◆ EXERCISE INPUTS:
★ ★ ★ ★ ★ ★ ★

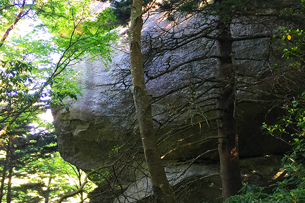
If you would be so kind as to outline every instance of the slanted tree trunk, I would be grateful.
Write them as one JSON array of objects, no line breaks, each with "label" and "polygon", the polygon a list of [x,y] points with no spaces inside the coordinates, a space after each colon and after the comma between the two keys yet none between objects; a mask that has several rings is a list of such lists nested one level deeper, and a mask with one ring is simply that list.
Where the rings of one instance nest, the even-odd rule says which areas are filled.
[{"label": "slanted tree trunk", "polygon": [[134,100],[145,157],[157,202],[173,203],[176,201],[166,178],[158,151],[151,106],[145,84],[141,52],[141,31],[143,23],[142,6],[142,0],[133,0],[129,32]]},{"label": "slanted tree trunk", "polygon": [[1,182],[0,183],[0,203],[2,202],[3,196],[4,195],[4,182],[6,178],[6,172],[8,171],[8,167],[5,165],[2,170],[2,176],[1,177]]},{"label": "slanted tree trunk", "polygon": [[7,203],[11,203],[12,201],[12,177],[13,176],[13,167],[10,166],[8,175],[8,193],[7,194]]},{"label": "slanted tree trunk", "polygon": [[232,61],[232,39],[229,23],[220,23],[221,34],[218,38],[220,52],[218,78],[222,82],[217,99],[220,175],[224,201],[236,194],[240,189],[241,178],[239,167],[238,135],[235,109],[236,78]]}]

★ ★ ★ ★ ★ ★ ★

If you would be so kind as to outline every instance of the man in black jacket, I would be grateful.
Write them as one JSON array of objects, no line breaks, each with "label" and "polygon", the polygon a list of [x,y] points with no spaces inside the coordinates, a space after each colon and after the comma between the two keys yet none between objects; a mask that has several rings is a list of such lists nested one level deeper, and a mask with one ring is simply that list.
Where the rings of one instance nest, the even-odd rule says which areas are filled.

★ ★ ★ ★ ★ ★ ★

Please report how many lines in the records above contain the string "grateful", matching case exactly. Give only the number.

◆ ANSWER FOR THIS EXERCISE: 2